§ **Task requirements**: Please find every line in the records below that contains the string "purple", and copy each of those lines in full. Case counts.

§ **Exercise data**:
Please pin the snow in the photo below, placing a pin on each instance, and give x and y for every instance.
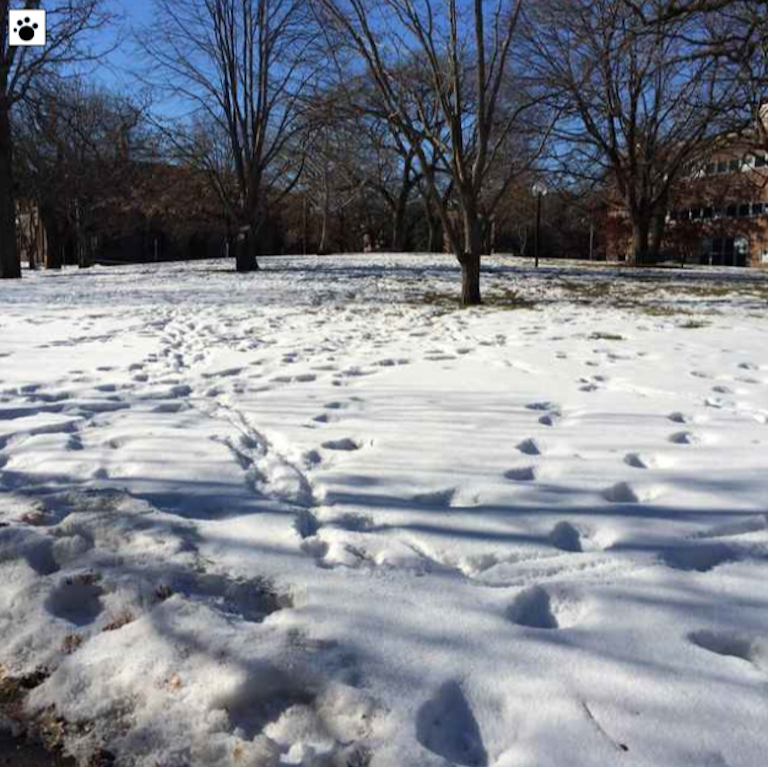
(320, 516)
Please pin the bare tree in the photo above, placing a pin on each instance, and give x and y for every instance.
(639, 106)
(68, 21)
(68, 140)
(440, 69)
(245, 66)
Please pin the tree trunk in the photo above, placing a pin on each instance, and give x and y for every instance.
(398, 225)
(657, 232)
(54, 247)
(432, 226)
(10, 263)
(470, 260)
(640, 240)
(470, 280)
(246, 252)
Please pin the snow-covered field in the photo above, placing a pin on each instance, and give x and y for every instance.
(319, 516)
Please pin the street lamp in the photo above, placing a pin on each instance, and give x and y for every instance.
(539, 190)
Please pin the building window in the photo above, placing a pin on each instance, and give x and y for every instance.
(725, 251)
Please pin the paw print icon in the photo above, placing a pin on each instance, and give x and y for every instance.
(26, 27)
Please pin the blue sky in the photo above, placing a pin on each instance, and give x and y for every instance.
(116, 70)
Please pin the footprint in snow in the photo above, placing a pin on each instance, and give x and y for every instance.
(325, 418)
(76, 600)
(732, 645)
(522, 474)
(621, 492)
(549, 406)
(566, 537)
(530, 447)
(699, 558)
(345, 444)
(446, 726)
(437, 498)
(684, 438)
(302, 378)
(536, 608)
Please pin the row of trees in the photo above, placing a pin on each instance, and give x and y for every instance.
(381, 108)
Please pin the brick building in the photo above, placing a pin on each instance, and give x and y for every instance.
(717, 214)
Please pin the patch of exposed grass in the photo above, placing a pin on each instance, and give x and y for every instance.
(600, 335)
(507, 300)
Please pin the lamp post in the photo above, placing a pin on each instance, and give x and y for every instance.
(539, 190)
==
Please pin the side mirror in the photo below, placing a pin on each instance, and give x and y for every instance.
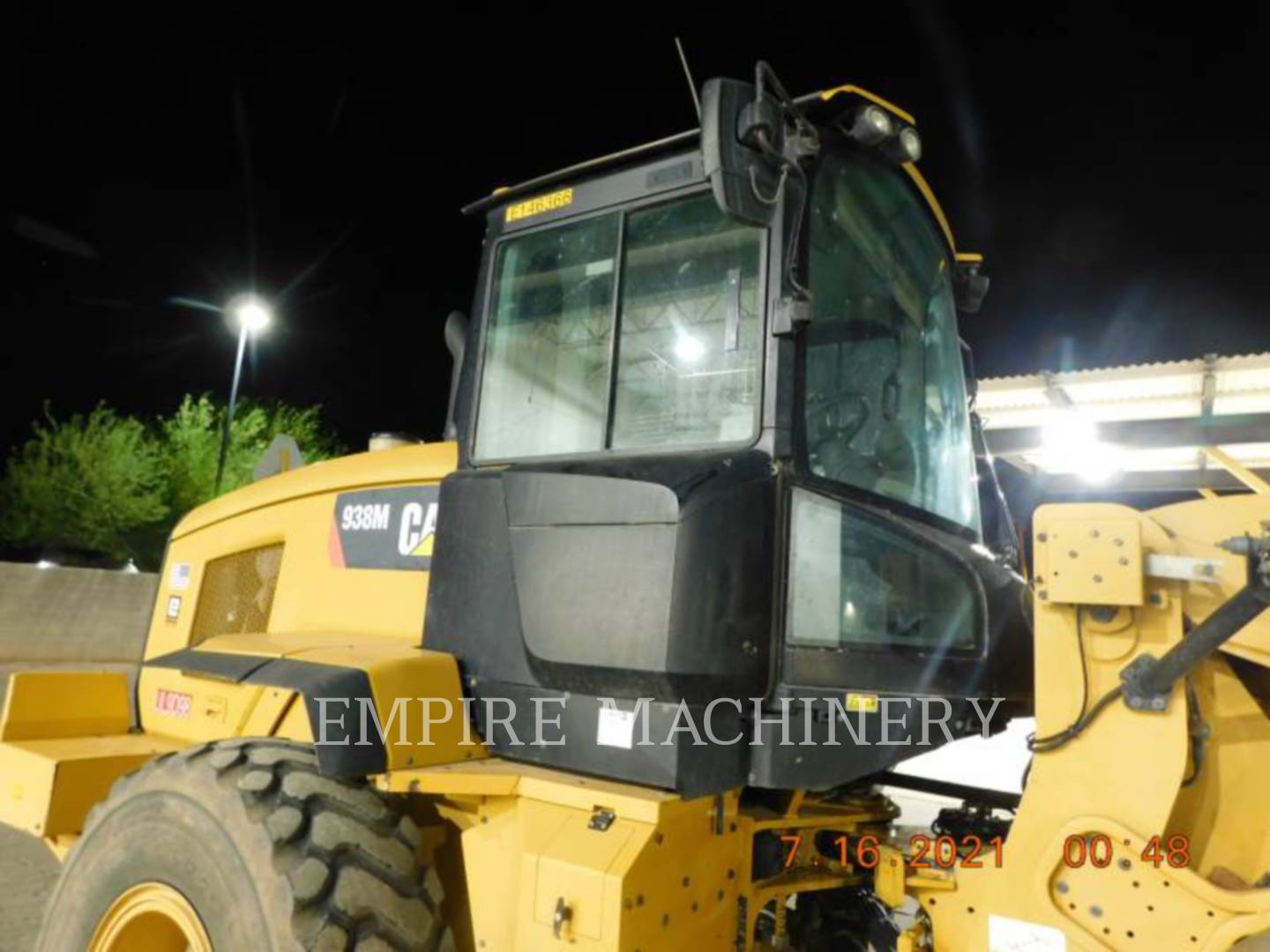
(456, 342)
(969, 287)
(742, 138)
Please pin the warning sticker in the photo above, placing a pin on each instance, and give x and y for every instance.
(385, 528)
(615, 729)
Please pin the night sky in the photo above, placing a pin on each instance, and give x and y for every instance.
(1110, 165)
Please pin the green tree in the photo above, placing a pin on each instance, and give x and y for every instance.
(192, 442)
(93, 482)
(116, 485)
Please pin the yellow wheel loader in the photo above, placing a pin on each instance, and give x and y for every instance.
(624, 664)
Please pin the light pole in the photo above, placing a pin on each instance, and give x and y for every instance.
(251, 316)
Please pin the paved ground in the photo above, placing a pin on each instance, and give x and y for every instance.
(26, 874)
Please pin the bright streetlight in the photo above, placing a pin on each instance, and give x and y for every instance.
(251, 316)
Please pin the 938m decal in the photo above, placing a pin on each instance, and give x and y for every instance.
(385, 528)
---
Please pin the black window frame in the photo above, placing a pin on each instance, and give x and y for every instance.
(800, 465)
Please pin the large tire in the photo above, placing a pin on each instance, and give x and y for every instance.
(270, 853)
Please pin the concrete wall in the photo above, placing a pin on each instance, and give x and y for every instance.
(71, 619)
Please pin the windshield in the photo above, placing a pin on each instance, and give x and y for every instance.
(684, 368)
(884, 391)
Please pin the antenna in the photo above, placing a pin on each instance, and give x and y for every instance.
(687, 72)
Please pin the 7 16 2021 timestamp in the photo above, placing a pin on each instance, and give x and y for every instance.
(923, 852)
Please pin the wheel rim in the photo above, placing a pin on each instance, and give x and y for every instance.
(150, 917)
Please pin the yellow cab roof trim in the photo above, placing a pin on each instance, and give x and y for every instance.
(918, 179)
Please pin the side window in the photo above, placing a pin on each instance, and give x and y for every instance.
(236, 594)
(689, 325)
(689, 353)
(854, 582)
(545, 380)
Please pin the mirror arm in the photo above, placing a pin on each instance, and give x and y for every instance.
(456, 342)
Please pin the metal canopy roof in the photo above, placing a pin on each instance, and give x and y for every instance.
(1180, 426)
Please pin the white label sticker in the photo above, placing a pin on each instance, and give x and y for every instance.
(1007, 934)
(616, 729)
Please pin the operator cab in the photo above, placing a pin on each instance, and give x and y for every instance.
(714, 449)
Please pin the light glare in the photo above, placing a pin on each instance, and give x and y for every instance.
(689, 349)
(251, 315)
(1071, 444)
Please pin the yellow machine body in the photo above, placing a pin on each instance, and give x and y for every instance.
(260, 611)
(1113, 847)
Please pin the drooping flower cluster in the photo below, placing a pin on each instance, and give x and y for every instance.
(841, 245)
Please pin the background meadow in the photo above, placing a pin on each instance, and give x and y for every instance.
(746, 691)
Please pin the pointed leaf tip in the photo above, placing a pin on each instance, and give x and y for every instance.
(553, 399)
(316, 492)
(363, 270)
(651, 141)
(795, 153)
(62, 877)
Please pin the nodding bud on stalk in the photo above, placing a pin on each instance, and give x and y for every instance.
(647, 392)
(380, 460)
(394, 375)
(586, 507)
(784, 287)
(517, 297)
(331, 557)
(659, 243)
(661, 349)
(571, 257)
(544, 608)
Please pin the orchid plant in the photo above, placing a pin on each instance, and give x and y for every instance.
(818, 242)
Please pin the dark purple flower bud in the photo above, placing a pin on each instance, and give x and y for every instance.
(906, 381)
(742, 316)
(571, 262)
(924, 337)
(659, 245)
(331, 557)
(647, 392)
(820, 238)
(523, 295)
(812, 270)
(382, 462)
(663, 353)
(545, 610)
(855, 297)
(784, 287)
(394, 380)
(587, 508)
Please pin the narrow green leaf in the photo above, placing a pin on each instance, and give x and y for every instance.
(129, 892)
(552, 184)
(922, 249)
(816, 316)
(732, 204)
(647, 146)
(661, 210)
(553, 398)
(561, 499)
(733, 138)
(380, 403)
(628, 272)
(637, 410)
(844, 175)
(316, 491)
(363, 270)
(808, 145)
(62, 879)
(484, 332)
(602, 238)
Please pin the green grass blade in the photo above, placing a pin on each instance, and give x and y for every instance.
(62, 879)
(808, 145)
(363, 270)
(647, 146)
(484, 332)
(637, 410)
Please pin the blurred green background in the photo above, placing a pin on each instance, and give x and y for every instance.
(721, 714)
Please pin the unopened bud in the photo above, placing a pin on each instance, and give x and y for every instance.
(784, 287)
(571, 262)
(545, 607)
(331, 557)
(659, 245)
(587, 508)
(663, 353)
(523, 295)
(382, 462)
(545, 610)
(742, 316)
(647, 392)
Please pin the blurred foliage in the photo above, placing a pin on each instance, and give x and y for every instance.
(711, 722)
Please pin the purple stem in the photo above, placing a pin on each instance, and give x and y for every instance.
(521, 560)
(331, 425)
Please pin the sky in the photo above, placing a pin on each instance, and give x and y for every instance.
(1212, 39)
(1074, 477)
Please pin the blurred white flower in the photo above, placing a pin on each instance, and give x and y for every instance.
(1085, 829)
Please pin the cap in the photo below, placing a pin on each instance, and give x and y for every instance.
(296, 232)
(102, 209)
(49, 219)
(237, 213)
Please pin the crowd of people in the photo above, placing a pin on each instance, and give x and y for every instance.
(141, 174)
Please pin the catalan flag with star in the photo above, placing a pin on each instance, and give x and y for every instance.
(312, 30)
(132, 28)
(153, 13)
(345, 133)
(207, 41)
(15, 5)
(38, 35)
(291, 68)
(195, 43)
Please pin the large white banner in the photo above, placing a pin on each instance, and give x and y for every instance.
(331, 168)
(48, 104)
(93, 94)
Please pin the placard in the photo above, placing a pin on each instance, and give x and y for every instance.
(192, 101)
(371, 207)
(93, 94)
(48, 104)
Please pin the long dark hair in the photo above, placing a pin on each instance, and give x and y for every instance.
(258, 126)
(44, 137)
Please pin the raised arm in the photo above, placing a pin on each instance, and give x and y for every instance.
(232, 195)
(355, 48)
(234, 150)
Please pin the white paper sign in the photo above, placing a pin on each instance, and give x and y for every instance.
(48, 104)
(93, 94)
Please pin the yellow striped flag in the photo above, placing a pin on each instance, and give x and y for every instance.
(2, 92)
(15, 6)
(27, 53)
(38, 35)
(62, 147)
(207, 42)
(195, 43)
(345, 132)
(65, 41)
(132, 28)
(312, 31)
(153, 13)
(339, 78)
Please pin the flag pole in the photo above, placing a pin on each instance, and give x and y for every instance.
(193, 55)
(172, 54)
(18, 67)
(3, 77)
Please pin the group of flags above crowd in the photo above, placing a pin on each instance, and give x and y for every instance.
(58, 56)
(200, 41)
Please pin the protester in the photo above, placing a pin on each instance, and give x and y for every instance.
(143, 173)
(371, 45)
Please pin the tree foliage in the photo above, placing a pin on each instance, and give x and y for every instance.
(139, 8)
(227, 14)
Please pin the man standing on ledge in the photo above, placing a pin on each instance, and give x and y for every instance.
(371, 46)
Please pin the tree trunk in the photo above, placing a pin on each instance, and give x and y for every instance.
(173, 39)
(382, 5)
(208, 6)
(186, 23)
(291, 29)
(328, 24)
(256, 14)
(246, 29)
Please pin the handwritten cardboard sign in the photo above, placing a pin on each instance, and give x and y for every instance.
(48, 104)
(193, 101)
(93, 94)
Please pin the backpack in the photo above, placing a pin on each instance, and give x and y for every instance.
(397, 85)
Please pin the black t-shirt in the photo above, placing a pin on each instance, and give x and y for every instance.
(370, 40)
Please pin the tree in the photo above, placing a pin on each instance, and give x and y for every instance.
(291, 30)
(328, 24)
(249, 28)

§ **Answer to this exercise**:
Please pin the dark purple flower bud in the photo above, placing a pin on each instance, and give x and y for every instance.
Please pin the purple stem in the photo above, placing a pin on each instance, and give x and y for every instance.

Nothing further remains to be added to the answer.